> [Texto do exercício]
--------
Tese do estupro sem intenção é alvo de protestos
Foto: Reprodução redes sociais/Divulgaçãoo
As cenas que viralizaram hoje, 3, nas redes sociais onde a promoter e influenciadora digital Mariana Ferrer aparece sendo humilhada pela defesa do empresário André de Camargo Aranha estão ecoando forte em Brasília. Uma das integrantes mais ativas da bancada feminina na Câmara Federal, a deputada Maria do Rosário (PT-RS) se declara “extremamente indignada” com o desfecho que teve por base a tese de um suposto “estupro culposo” que levou a uma cínica decisão: a absolvição do réu porque ninguém deve ser condenado por um crime que não existe.
A primeira tese apresentada no processo pelo Ministério Público era estupro de vulnerável. Mas, nas alegações finais, o próprio MP reconheceu que não tinha como comprovar o estado de consciência da vítima e que por isso, não haveria dolo. Como não existe a previsão no Código Penal de estupro culposo, Aranha foi inocentando.
--------
> [Dados para análise]
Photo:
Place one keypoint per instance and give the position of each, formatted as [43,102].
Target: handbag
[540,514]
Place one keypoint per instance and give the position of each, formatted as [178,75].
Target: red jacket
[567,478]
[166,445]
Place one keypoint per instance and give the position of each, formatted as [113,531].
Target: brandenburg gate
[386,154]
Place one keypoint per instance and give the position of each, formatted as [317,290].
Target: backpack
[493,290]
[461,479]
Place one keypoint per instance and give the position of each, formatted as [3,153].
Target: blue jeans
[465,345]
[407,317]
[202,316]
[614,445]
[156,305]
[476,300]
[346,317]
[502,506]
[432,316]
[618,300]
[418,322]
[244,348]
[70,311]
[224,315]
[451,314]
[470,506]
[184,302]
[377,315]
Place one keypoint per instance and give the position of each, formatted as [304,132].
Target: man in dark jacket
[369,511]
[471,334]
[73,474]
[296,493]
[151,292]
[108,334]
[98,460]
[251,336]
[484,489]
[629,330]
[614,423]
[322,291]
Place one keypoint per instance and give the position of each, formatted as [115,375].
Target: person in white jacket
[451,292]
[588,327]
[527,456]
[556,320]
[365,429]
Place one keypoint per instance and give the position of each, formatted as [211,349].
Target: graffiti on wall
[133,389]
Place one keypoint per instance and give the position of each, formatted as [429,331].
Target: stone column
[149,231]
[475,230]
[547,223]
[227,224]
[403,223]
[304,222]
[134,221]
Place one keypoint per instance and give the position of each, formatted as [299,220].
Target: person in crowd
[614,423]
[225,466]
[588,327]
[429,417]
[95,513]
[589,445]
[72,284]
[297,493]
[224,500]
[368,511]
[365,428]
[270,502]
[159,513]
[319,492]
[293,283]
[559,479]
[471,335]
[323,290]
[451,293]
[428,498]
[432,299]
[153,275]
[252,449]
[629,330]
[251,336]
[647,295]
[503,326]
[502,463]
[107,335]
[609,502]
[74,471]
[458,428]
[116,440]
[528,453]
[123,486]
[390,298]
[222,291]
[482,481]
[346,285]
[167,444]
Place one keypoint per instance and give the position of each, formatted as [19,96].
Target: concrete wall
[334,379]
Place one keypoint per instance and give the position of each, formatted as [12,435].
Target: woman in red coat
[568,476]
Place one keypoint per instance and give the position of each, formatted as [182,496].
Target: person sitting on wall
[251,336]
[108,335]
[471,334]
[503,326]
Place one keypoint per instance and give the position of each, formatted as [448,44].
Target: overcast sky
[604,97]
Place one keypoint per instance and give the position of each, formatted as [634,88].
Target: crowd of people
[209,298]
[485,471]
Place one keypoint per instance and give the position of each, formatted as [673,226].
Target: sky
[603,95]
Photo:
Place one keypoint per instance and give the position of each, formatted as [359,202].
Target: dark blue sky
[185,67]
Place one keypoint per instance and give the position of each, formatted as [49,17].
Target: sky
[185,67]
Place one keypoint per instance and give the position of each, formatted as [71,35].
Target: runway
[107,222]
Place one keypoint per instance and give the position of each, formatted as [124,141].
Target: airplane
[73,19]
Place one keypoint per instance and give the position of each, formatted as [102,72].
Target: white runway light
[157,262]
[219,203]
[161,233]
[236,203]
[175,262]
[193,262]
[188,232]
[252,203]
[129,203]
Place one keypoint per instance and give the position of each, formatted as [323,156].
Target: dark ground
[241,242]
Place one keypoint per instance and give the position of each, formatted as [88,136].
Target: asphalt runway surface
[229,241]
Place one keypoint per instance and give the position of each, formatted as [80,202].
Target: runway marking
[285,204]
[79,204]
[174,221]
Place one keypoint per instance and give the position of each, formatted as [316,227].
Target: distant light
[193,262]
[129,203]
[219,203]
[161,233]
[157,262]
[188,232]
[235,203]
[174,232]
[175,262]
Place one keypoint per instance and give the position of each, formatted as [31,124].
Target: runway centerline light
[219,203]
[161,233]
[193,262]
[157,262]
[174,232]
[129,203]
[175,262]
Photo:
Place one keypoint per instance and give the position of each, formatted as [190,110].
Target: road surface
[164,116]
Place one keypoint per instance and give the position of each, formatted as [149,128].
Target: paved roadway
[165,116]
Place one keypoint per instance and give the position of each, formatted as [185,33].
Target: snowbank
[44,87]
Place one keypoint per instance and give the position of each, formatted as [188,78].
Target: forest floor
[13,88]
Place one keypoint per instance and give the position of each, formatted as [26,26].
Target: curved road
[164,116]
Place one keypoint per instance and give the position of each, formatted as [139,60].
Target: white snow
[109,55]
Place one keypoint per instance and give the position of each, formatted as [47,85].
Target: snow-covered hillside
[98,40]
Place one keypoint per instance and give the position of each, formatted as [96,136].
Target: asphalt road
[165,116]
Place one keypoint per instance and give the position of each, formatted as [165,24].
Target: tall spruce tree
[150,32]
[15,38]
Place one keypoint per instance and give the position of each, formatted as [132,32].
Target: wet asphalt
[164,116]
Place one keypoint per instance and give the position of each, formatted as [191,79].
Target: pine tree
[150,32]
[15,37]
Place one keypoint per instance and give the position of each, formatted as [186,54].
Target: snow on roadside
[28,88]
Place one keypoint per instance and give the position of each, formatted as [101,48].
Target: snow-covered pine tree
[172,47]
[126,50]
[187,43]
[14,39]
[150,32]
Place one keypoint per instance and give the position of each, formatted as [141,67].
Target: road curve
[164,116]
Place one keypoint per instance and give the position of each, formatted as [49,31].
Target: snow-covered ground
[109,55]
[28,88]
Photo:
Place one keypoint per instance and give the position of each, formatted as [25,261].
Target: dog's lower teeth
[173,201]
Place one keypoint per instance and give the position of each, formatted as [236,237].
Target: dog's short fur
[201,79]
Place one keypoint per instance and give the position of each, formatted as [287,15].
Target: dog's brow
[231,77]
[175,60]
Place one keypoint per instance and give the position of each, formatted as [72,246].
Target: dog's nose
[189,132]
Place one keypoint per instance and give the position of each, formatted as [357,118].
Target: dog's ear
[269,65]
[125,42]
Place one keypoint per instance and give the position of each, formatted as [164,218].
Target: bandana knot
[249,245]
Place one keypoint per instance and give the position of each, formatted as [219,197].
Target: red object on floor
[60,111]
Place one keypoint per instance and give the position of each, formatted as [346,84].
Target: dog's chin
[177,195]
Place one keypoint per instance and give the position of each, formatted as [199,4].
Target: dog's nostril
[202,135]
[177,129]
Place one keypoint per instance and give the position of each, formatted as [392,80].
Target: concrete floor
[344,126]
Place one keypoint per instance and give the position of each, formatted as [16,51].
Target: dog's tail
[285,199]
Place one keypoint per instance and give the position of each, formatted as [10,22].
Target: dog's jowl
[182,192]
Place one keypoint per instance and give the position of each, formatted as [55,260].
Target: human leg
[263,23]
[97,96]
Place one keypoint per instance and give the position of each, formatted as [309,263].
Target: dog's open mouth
--------
> [Solicitação de tarefa 1]
Responda às perguntas a seguir com base no texto sobre a tese do estupro sem intenção.
(a) Qual é o nome do empresário cuja defesa aparece nas cenas que viralizaram?
(b) Qual deputada se declara "extremamente indignada" com o desfecho?
(c) Qual foi a primeira tese apresentada pelo Ministério Público no processo?
> [Solicitação de tarefa 2] Transcreva o trecho do texto sobre a tese do estupro sem intenção que vai de "A primeira tese" até "Aranha foi inocentando.".
As linhas de dados não são necessárias para esta atividade.

> [Resultado da tarefa 1]
(a) André de Camargo Aranha.
(b) Maria do Rosário (PT-RS).
(c) Estupro de vulnerável.

> [Resultado da tarefa 2]
A primeira tese apresentada no processo pelo Ministério Público era estupro de vulnerável. Mas, nas alegações finais, o próprio MP reconheceu que não tinha como comprovar o estado de consciência da vítima e que por isso, não haveria dolo. Como não existe a previsão no Código Penal de estupro culposo, Aranha foi inocentando.